_PROBLEM:_
Each line of the data that mentions the string "patterned" needs to be identified and copied.

_SUPPLIED RECORDS:_
%%

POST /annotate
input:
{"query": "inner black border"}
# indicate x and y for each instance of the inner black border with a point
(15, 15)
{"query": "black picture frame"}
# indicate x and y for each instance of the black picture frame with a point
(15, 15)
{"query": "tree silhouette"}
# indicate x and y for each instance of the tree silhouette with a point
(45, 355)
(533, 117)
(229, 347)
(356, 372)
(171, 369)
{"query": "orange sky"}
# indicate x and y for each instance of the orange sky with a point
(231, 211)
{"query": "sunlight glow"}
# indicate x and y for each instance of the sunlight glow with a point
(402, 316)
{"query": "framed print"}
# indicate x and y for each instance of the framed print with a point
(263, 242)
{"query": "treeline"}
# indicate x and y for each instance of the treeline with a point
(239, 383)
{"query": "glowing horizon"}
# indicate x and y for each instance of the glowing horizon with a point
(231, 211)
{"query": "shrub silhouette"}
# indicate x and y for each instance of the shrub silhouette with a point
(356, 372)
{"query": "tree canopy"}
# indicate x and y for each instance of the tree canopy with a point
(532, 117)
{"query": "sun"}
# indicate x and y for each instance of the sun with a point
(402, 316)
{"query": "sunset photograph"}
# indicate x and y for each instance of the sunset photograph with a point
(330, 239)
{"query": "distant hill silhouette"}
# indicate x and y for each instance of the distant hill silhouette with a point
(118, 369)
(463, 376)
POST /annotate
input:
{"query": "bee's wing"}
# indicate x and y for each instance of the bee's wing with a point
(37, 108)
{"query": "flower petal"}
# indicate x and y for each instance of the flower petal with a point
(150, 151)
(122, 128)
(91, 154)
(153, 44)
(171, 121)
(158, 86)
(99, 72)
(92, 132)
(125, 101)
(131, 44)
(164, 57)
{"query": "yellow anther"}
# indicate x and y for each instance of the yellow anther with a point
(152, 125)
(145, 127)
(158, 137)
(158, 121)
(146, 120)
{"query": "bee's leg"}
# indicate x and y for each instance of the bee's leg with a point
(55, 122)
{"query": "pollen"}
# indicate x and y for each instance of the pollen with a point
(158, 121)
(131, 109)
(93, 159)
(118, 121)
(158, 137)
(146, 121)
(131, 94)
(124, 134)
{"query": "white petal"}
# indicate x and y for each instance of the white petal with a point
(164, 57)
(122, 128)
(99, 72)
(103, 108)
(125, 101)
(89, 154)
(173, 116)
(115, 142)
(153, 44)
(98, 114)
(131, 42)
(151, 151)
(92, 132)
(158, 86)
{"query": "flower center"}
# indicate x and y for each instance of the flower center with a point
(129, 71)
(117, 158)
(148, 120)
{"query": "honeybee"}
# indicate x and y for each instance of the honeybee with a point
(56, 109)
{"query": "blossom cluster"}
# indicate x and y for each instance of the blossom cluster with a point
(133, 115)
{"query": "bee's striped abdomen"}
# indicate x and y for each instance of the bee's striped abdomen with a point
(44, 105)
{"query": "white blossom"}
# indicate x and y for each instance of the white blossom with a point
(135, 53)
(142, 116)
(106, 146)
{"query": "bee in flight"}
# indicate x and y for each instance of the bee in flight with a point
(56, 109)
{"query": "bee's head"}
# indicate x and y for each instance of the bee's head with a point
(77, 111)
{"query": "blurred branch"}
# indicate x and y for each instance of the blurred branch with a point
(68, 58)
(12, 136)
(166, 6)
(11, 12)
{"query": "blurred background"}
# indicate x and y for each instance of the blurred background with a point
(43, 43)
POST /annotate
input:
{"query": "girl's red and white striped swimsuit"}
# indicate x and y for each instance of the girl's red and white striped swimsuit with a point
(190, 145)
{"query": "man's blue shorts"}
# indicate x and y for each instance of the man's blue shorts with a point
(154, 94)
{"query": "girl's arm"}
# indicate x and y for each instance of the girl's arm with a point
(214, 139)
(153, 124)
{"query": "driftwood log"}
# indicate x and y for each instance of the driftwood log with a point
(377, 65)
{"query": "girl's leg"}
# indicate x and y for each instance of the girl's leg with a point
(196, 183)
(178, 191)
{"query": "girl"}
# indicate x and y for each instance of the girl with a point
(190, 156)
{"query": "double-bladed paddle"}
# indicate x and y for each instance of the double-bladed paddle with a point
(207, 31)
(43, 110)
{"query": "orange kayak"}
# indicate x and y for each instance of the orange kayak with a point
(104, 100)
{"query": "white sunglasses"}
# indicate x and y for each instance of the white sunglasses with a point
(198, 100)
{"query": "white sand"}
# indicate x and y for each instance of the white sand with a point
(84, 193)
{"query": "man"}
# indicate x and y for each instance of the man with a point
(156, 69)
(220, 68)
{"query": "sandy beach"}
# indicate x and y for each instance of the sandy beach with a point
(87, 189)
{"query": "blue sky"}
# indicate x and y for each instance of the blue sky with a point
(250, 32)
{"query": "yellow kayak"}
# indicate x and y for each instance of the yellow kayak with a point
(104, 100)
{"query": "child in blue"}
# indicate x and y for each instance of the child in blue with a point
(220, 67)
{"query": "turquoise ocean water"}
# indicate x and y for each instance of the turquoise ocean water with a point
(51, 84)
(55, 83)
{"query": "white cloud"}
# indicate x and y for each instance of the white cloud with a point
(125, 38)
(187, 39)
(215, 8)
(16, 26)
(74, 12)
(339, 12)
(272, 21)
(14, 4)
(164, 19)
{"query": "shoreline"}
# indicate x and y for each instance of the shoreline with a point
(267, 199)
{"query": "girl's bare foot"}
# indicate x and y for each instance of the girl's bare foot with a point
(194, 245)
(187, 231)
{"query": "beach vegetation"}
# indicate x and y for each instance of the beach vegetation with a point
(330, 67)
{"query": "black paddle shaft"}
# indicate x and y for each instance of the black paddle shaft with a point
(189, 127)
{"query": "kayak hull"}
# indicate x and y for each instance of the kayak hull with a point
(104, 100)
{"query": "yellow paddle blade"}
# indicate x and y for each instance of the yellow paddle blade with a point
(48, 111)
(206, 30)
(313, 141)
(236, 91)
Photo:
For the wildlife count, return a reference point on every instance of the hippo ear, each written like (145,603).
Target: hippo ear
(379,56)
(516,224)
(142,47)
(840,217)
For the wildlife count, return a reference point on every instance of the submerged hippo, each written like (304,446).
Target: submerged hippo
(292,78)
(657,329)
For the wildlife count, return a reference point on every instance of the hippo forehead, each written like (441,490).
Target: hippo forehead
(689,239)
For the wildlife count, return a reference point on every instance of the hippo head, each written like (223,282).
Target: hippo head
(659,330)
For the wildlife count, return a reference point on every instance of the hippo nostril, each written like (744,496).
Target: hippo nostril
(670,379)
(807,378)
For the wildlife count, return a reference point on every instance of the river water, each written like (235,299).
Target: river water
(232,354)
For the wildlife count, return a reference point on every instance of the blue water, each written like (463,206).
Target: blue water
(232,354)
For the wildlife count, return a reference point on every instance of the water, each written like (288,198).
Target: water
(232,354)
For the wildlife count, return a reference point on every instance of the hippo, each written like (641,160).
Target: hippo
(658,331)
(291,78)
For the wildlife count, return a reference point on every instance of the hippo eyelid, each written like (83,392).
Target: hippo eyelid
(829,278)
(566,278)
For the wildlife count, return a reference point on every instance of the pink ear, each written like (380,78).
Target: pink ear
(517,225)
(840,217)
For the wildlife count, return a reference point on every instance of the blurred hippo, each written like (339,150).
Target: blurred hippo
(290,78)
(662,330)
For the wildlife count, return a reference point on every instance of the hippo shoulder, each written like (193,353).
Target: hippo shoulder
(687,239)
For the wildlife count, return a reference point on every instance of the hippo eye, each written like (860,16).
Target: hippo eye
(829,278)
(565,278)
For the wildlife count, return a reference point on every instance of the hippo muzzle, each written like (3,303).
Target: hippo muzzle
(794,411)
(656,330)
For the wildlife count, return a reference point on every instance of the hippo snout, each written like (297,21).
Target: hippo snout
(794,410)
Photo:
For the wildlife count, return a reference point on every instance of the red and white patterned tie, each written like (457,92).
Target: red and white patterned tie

%%

_YOUR SOLUTION:_
For the wildlife count, return a reference point on every instance of the red and white patterned tie, each written like (457,92).
Target: red and white patterned tie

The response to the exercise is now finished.